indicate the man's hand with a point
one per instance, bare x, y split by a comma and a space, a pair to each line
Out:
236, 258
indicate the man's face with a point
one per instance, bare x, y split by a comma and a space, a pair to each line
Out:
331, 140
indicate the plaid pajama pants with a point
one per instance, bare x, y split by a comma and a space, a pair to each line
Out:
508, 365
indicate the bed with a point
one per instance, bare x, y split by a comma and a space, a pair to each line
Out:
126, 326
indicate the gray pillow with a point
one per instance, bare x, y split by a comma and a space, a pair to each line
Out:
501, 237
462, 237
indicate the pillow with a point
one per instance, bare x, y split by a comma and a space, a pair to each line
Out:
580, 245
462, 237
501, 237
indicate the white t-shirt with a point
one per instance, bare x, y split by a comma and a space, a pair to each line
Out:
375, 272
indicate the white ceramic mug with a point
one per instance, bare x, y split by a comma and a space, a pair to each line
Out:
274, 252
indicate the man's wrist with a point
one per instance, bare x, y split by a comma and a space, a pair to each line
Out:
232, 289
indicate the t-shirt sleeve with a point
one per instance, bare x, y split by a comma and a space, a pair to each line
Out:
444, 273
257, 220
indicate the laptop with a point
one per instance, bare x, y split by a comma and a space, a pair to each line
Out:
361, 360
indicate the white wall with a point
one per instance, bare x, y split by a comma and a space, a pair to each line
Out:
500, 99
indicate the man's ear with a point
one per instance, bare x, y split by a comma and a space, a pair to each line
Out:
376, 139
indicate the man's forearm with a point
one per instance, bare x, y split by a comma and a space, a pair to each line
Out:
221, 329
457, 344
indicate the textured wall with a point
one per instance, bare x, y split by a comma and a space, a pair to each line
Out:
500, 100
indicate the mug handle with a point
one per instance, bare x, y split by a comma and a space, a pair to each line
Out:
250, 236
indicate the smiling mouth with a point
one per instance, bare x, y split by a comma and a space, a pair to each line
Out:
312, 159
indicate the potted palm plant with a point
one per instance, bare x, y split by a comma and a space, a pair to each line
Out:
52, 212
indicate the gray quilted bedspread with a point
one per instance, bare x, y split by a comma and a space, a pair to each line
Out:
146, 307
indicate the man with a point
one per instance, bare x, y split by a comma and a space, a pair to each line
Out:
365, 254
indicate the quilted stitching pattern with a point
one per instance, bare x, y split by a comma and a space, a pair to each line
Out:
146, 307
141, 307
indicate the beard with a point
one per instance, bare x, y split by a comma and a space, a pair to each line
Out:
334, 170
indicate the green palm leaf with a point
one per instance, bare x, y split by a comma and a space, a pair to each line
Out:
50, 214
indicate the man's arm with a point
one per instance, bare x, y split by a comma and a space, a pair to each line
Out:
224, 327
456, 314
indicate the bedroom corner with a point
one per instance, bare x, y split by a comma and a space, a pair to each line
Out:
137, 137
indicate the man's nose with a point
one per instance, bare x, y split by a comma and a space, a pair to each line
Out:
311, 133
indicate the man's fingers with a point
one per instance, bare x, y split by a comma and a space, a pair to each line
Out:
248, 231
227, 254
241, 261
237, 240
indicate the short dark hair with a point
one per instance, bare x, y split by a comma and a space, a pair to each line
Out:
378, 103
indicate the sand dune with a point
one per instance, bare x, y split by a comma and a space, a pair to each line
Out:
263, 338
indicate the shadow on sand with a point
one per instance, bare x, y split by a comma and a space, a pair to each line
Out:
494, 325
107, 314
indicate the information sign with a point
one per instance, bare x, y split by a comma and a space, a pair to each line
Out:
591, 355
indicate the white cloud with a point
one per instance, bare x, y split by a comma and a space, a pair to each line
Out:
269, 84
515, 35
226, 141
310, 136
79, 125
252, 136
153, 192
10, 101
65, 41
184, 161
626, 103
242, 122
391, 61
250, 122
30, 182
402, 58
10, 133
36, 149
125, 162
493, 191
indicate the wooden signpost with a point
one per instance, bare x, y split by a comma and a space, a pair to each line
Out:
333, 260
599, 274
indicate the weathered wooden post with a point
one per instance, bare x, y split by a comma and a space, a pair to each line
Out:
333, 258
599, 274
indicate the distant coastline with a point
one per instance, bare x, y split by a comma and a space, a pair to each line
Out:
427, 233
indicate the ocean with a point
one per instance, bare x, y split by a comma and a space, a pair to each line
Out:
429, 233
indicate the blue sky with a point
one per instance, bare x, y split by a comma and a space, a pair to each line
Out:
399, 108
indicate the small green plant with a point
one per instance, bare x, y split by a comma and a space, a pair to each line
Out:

---+---

• **Exercise directions**:
Please revise the listing above by replacing "indicate" with "mark" wherever it occurs, leaving everything else unchanged.

• **Result**:
mark the man's hand with a point
one per instance, bare x, y split by a comma and a space, a pair to each line
Out:
236, 258
mark the man's face with a point
one per instance, bare x, y split by a comma and a space, a pair to each line
Out:
331, 140
mark the plaid pajama pants with a point
one per instance, bare x, y split by a comma and a space, a pair to each line
Out:
508, 365
mark the bed with a point
one per instance, bare x, y split by a comma and a space, a pair to each line
Out:
126, 326
mark the gray pillow with a point
one per instance, bare x, y split by a comma and a space, a pair to each line
Out:
501, 237
462, 237
mark the pillow with a point
one per instance, bare x, y split by a comma and a space, a pair to each line
Out:
580, 245
462, 237
501, 237
mark the white t-shirt with a point
one per instance, bare x, y split by a comma and a space, a pair to each line
Out:
375, 272
mark the white ceramic mug with a point
one per instance, bare x, y split by a comma and a space, a pair to each line
Out:
274, 252
mark the man's wrist with a point
one per instance, bare x, y split by a comma and a space, a pair to each line
Out:
232, 289
mark the t-shirt sleeve with a point
one per instance, bare x, y split by a comma and a space, a pair to each line
Out:
444, 273
257, 220
mark the laptop with a point
one per instance, bare x, y split by a comma and a space, a pair to each line
Out:
361, 360
mark the white wall with a point
one per instance, bare x, y split by a comma and a space, a pair to each line
Out:
500, 99
mark the man's ear with a point
one per instance, bare x, y split by a comma and a space, a pair to each line
Out:
376, 139
mark the man's forearm with a point
one per instance, bare x, y split by a comma and a space, a pair to each line
Out:
221, 329
457, 344
mark the textured wall with a point
one per instance, bare x, y split by a comma and a space, a pair to each line
Out:
500, 100
mark the mug handle with a point
one per instance, bare x, y split by a comma and a space, a pair to each line
Out:
250, 236
mark the smiling mouth with a point
one per instance, bare x, y split by a comma and a space, a pair to each line
Out:
312, 159
mark the potted palm plant with a point
one per instance, bare x, y split by a comma and a space, a pair to each line
Out:
52, 212
mark the gray quilted bedspread with a point
one per instance, bare x, y split by a comma and a space, a pair to each line
Out:
146, 307
mark the man with a point
one per instance, bare x, y split by a comma and a space, a pair to each line
Out:
365, 254
mark the quilted stitching pattern with a point
one per instance, bare x, y split by a comma and a space, a pair to each line
Out:
146, 307
141, 307
mark the beard with a point
one per instance, bare x, y split by a comma and a space, a pair to each line
Out:
334, 170
mark the green palm leaf with a point
one per instance, bare x, y split by a comma and a space, a pair to each line
Out:
50, 214
mark the man's arm with a point
one per instance, bare x, y split by a comma and a space, a pair to each line
Out:
224, 327
456, 314
mark the bedroom corner with a point
one per instance, bare x, y split by a comma and a space, a pair to each line
Out:
137, 137
mark the man's nose with a point
one per instance, bare x, y split by a comma and a space, a pair to each line
Out:
311, 133
mark the man's fingers with a point
one per instance, bare x, y split by a comma and a space, a pair to each line
Out:
248, 231
227, 254
241, 261
237, 240
mark the short dark hair with a point
one per instance, bare x, y split by a comma and a space, a pair to each line
Out:
378, 103
mark the sand dune with a point
one per instance, bare x, y split by a comma and a space, a pair to each line
Out:
263, 338
mark the shadow on sand with a point
one per instance, bare x, y split by a comma and a space, a pair to each line
Out:
494, 325
107, 314
mark the information sign with a point
one per instance, bare x, y split by a comma and a space, a pair to each line
Out:
591, 355
mark the white cloud with a point
one per instance, bare x, y split by a comma and a space, a pair to each line
Out:
269, 84
515, 35
226, 141
310, 136
79, 125
252, 136
153, 192
10, 101
65, 41
184, 161
626, 103
242, 122
391, 61
250, 122
30, 182
402, 58
10, 133
36, 149
125, 162
493, 191
mark the wooden signpost with a point
one per instance, bare x, y split by a comma and a space, a pair to each line
Out:
333, 260
599, 274
mark the weathered wooden post with a point
one per instance, bare x, y split by a comma and a space, a pair to each line
Out:
333, 258
599, 274
mark the distant coastline with a point
one per instance, bare x, y split by a comma and a space, a pair to each line
Out:
427, 233
mark the ocean with a point
one per instance, bare x, y split by a comma and a space, a pair to each line
Out:
429, 233
mark the blue sky with a point
one per instance, bare x, y split by a comma and a space, a pair to each line
Out:
399, 108
mark the small green plant with a point
one per instance, bare x, y split by a comma and a space, a pair to each line
Out:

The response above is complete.